## [SOURCE TEXT]

09 Jan 2017

Peter Bowles’ article on Super-Recognisers in Criminal Law & Justice Weekly

Super-Recognisers: Reliable or a Recognisable Risk?

The Metropolitan Police’s flagship ‘Super-Recogniser Unit’ (SRU) – a group of ‘super-recogniser’ (SR) officers who have unusually high abilities to see, remember and identify faces – has recently attracted much press coverage. These officers are deployed to large public events such as Notting Hill Carnival and music concerts to identify known offenders who pose a risk to event security. Additionally, super-recognisers trawl through databases of CCTV footage from unsolved crimes to identify suspects and potentially link together offences which may have been committed by the same person. The SRU has been lauded as such an exemplary success that other police forces, both inside the UK and internationally, are consulting the Metropolitan Police on how to replicate the SRU’s functions and results.

When a new means for crime detection becomes available there is often an understandable urge to bring such methods in to use. However, proper care must be taken to ensure that a new form of evidence is reliable before its use becomes systemic. With the potential for the Metropolitan Police’s SRU being replicated in other police forces, there is a need to ensure that there are universally followed guidelines and methodologies for super-recognisers and the use of evidence which they produce.

## [RECORD LIST]
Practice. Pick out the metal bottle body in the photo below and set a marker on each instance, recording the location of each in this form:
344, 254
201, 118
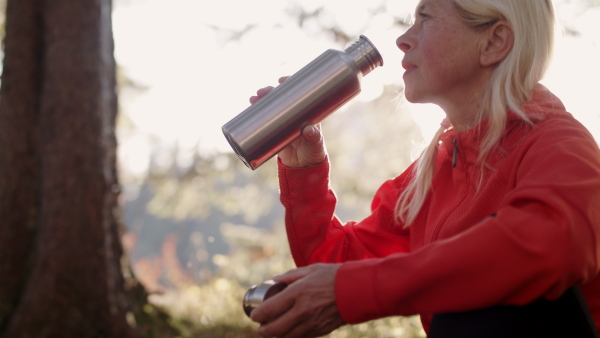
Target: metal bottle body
257, 294
307, 97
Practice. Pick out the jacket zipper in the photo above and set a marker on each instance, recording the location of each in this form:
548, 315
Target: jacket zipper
455, 152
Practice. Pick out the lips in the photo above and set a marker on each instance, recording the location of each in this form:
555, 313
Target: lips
407, 65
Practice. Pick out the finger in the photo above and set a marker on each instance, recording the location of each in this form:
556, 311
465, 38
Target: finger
273, 307
264, 91
292, 275
312, 133
280, 326
260, 93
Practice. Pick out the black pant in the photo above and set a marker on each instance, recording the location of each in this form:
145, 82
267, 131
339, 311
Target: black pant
566, 317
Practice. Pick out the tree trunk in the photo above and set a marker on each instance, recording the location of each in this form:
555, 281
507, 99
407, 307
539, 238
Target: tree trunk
59, 230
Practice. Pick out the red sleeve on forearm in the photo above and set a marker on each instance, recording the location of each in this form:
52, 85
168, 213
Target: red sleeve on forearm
543, 239
314, 232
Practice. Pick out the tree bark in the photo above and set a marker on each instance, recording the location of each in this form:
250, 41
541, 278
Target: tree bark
59, 228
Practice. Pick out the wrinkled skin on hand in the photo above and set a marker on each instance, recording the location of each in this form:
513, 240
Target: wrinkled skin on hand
307, 150
306, 308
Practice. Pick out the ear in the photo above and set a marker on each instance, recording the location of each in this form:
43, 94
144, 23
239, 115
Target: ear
497, 42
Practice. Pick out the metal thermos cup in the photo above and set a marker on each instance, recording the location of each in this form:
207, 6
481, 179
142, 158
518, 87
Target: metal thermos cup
259, 293
306, 97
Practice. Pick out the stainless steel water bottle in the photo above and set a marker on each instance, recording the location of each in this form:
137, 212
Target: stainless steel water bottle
307, 97
259, 293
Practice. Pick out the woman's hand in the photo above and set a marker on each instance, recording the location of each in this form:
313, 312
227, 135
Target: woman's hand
305, 151
306, 308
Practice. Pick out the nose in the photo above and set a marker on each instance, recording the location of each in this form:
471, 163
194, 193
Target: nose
404, 43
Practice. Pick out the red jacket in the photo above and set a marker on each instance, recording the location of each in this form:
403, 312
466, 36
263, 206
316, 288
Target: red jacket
530, 230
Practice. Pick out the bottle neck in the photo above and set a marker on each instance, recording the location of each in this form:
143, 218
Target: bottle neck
365, 55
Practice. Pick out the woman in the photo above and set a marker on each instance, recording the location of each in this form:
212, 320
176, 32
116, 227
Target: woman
502, 208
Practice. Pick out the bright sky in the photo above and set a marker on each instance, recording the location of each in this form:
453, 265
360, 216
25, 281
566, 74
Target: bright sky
198, 80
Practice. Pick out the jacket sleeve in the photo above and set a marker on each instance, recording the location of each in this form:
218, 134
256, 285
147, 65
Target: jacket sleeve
314, 232
543, 239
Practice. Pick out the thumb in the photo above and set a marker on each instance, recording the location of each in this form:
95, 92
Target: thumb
291, 276
312, 133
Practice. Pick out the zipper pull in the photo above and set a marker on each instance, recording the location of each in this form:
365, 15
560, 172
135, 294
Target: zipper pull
454, 153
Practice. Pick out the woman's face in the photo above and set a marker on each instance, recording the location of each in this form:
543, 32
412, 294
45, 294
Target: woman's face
441, 56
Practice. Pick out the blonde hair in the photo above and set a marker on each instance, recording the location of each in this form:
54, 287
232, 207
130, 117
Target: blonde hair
511, 83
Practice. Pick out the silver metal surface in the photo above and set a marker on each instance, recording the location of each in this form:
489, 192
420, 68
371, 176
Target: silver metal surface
257, 294
307, 97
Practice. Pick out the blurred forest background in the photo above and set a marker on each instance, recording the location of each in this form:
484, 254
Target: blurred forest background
201, 228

## [TASK SET]
- 1) Write out the part of the super-recognizer article that starts with "When a new means" and stops after "which they produce.".
- 2) Pick up the article on super-recognizer police officers right after its last sentence and keep writing it.

## [OUTPUTS IN ORDER]
- 1)
When a new means for crime detection becomes available there is often an understandable urge to bring such methods in to use. However, proper care must be taken to ensure that a new form of evidence is reliable before its use becomes systemic. With the potential for the Metropolitan Police’s SRU being replicated in other police forces, there is a need to ensure that there are universally followed guidelines and methodologies for super-recognisers and the use of evidence which they produce.

- 2)
The Science

The science behind the abilities of super-recognisers is still in its infancy. The reasons for, and extent of, the capacities for recognition that SRs possess are still unclear. It is currently estimated that between one and two percent of the population would fall in to the category of a ‘super-recogniser’. In a study on four super-recognisers in the Met, the officers took part in three tests assessing both familiar and unfamiliar face-matching abilities against a control group. In the first test the SR officers achieved correct results of 95.8% compared to 81.3% in the control; in the second test the SRs’ results were 90.3% compared to the control of 73.6%; the results of the third test were 93% correct by the SRs vs 73% correct by the control group (Robertson D. et al ‘Face Recognition by Metropolitan Police Super-Recognisers’ (2016) PLOS ONE). Similar results were achieved in testing by Anna Bobak’s team at Bournemouth University whereby participants were shown a real CCTV image of a person’s face, and asked to find the same person in a collection of 10 similar images. Those classified as a super-recogniser correctly identified the person 93 per cent of the time, compared to people of standard recognition capabilities who scored 73 per cent on average (Bobak et al ‘Super-recognisers in Action: Evidence from Face-matching and Face Memory Tasks’. (2016) ACP).

Within the classification of ‘super-recogniser’ the capabilities for recall of faces and individuals differs considerably. Variation in ability is not uniform across different forms of identification either. For example: super-recogniser A may achieve high scores in Test 1: recognising individuals on CCTV who are known to them; and low scores in Test 2: linking together two images of a person who is not known to them. Super-recogniser B may achieve opposite scores: low scores in Test 1 and high scores in Test 2. Both individuals are nonetheless labelled as super-recognisers.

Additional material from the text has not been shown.